### Task goal
Write out every entry exactly as it appears.

### Stored records
START

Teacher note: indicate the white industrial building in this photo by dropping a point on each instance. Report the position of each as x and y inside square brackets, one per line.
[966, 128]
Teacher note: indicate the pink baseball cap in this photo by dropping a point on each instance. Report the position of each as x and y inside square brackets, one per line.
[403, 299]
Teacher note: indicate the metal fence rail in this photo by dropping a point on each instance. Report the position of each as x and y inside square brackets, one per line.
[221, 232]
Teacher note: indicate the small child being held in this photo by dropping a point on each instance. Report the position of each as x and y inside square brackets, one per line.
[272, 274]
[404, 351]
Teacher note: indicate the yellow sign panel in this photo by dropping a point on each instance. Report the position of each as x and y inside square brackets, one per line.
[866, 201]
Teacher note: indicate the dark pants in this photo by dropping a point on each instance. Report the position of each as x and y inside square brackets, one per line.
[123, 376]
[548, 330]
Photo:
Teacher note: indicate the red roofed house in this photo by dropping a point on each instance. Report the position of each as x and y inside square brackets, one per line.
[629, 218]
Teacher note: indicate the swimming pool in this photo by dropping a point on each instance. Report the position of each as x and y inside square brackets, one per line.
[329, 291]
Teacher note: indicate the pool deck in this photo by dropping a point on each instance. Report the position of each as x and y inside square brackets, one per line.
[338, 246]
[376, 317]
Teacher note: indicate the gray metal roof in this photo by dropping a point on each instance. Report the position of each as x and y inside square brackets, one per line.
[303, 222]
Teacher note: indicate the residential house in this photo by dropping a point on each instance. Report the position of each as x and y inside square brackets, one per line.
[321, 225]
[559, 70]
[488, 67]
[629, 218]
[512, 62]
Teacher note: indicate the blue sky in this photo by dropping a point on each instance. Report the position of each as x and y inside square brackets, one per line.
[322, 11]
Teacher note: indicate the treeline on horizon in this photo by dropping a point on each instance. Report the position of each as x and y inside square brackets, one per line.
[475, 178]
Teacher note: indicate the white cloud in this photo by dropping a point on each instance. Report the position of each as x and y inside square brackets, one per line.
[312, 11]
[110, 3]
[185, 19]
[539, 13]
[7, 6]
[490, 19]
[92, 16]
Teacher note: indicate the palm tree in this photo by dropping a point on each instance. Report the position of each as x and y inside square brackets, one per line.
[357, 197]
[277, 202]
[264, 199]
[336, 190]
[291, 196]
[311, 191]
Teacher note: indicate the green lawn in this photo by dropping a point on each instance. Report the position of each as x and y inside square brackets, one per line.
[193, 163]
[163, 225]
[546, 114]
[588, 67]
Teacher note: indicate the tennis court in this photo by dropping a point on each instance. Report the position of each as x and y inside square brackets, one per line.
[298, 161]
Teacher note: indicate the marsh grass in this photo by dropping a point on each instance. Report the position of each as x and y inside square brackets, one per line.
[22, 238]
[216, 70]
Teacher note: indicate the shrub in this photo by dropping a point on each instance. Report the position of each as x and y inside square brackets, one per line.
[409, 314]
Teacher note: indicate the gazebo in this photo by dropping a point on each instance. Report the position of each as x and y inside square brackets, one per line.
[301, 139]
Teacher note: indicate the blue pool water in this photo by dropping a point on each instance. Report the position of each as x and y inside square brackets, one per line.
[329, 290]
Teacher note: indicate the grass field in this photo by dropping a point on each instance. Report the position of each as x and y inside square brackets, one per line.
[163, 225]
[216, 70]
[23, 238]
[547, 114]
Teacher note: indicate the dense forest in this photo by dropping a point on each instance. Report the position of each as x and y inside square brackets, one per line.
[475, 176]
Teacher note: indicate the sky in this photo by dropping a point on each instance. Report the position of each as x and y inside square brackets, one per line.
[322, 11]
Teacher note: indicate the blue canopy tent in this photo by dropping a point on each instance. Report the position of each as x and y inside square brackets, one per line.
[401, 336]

END

### Full output
Teacher note: indicate the white industrial building in this photo by dropping a point on each instance. Report the position of each as x and y inside square brackets, one per line.
[966, 128]
Teacher note: indicate the pink baseball cap in this photo by dropping a point on each instance. Report the position of each as x and y inside square brackets, one per line.
[403, 299]
Teacher note: indicate the metal fence rail in this photo by dropping a point on each instance. Report the position of each as x and y inside square brackets, one per line.
[221, 232]
Teacher note: indicate the small child being held in this photo by dropping a point on each instance. Report the position of each as x and y inside square brackets, one per line.
[272, 274]
[404, 351]
Teacher note: indicate the yellow sign panel in this photo by dropping a point on each instance. Report the position of each as x and y inside square brackets, one per line.
[866, 201]
Teacher note: indicate the dark pants in this photo by dropping a point on each instance. Report the position of each as x and y inside square brackets, one per line.
[123, 376]
[548, 330]
Photo:
Teacher note: indicate the red roofed house in this photo by dropping a point on each instance. Report the position of each as x and y inside square brackets, one per line.
[629, 218]
Teacher note: indicate the swimming pool in this photo by dropping a point on each instance. Report the position of each as x and y inside square brackets, one per line.
[329, 291]
Teacher note: indicate the pool deck in this photo by dropping a point on each instance. Report the position of each as x and y inside square brackets, one per line.
[338, 246]
[376, 317]
Teacher note: indicate the gray metal roof in this photo by dropping a point on each instance. Report the position of each as x and y inside square brackets, one per line.
[303, 222]
Teacher note: indicate the residential house in this photo by dropping a point on each instance. Report the position of each as x and y inside square brackets, one per line.
[321, 225]
[559, 70]
[488, 67]
[629, 218]
[512, 62]
Teacher note: indicate the blue sky in this photo by dropping a point on each instance. Report the position of each as x and y inside square brackets, one per line.
[322, 11]
Teacher note: indicate the treeline on horizon in this photo by dropping a point on each instance. Report the position of each as x and y inside square brackets, one per line.
[475, 178]
Teacher note: indicate the white cloud in this photo by dropping a point on each instance. Report the position of each as x and y inside square brackets, one per line.
[312, 11]
[110, 3]
[185, 19]
[539, 13]
[7, 6]
[490, 19]
[92, 16]
Teacher note: indicate the palm tree in this photo by dropping a point on each instance. Report the position of each as x and y inside square brackets, one per line.
[357, 197]
[277, 202]
[264, 199]
[336, 190]
[291, 196]
[311, 191]
Teacher note: indicate the green lawn in this photo by dropping a point on each instance. Report the position of each as x and y inside square brackets, one per line.
[193, 163]
[163, 225]
[546, 114]
[588, 67]
Teacher note: indicate the tennis court in this photo by dropping a point on each instance. Report the position of each as x and y inside square brackets, one per line.
[298, 161]
Teacher note: indicate the marsh grass in this photo by dropping a point on each instance. Report the position of each as x and y inside square brackets, one per line.
[22, 238]
[216, 70]
Teacher note: indicate the shrub in this photo by dropping a point on each instance. Report the position of each as x and y inside square brackets, one per line.
[409, 314]
Teacher note: indicate the gazebo in this photo by dropping a point on each instance. Report the position of each as x and y inside square brackets, one per line.
[301, 139]
Teacher note: indicate the blue pool water in this photo by dropping a point on each instance. Report the position of each as x and y inside square brackets, one per line.
[329, 290]
Teacher note: indicate the grass field in this photo by dropping a point on each instance. Report the position of each as x and y inside square brackets, one per line.
[163, 225]
[216, 70]
[23, 238]
[547, 114]
Teacher note: indicate the dense forest in this photo by dropping a point on each instance. Report the position of each as x and y inside square brackets, one per line.
[475, 176]
Teacher note: indicate the sky in this photo by dropping a point on each instance. Report the position of each as x and y inside square brackets, one per line.
[322, 11]
Teacher note: indicate the blue canopy tent in this photo by dropping a point on each instance. Report the position of each as x and y inside square brackets, one per line.
[401, 336]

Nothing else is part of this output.